— start —
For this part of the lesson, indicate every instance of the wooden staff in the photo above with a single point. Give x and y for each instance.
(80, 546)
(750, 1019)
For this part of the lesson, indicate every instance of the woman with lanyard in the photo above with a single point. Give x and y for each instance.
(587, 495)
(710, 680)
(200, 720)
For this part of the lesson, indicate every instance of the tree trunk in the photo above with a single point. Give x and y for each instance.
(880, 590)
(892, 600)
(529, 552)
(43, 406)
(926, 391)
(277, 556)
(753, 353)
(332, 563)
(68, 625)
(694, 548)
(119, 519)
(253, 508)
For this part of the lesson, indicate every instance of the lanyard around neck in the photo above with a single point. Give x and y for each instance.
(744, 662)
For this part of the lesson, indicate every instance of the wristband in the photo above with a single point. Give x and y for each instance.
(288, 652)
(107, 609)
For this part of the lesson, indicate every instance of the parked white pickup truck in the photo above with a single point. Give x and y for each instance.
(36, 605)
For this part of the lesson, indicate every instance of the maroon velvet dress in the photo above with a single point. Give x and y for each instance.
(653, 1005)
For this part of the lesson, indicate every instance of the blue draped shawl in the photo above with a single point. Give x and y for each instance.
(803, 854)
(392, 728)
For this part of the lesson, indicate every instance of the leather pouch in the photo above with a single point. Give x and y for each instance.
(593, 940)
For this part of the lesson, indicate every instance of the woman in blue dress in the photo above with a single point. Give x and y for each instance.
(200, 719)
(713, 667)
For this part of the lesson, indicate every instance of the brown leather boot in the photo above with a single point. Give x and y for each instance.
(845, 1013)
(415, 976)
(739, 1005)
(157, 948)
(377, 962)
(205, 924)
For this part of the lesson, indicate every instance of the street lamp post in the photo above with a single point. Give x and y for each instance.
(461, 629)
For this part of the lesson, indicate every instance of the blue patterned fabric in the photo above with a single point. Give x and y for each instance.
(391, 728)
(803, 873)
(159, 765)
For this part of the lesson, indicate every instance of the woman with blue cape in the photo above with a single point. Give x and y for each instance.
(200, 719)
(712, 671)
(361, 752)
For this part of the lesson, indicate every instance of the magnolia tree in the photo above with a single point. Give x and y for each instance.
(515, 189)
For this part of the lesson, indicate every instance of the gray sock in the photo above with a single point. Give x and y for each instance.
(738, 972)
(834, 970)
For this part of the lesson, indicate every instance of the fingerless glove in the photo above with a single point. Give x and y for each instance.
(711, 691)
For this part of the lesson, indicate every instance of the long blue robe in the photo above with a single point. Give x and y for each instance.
— end —
Your objective =>
Every entry must be output again, exactly as written above.

Response to this exercise =>
For this part of the lesson, indicate every instance of the wooden staff in the photo above with a single point. Give x and y for each instance.
(80, 546)
(750, 1019)
For this part of the lesson, indicate every instance of the woman with lanyard in the photo above with a single point. Give x and y for each instance.
(587, 495)
(710, 680)
(200, 720)
For this part of the lesson, indicate every instance of the tree trunk in the photo above with a single point. Give x and y for each instance.
(880, 590)
(892, 600)
(529, 552)
(43, 406)
(926, 391)
(277, 556)
(753, 353)
(332, 563)
(68, 625)
(694, 548)
(119, 519)
(253, 508)
For this part of the lesson, indicate every instance of the lanyard around neck in the photo above with a single point. Give x and y for each instance.
(744, 662)
For this part of the lesson, indicate every instance of the wristband in the photo above with a single point. Give x and y for each instance.
(288, 652)
(107, 609)
For this part of the lesson, indicate every instance of the parked white pickup truck in the photo above with a single point. Give x and y for each instance.
(36, 605)
For this part of the lesson, indicate every instance of the maroon velvet dress in the photo above with a single point. Give x and y for each instance.
(653, 1005)
For this part of the lesson, indicate every instance of the blue draped shawl in the photo above with a single point. Give x and y for each instance.
(803, 854)
(392, 728)
For this part of the lesson, indicate every instance of the leather pouch in the photo above with a single point. Give x and y for each instance.
(593, 940)
For this part of the lesson, indicate every instance of the woman in blue dress in the photo above with a single point. Give x and y for each instance.
(200, 719)
(713, 667)
For this part of the lesson, indicate every instance of the brown leather boot in the photo above with a single point. Give x and y for each instance.
(845, 1013)
(415, 976)
(739, 1005)
(157, 948)
(377, 962)
(205, 924)
For this part of the lesson, indicate every instance of the street lamp post in the photo above with a single point. Give x and y for each instance.
(461, 629)
For this part of the lesson, indicate every instance of the blue patterned fabric in the photo above with a single point. Give x and y for each instance.
(391, 728)
(803, 873)
(159, 765)
For this part of the lesson, indicate every instance of the woman with blue cape in the photo above with a single point. Give x and y for each instance.
(200, 719)
(712, 671)
(361, 752)
For this part of the lesson, indicate every instance of the magnolia tree in the photo above with a single point. Give x and y for each instance.
(515, 189)
For this part of the lesson, indicate every instance of the gray sock in the photo above with a single point. Give x and y for each instance.
(738, 972)
(834, 970)
For this part of the lesson, indicate every instance of the fingerless glove in the photo above with a single point. Give x and y for each instance.
(711, 691)
For this part of the lesson, indicate every instance of the long blue robe in the photo above with a single point. Give x and y for each instance.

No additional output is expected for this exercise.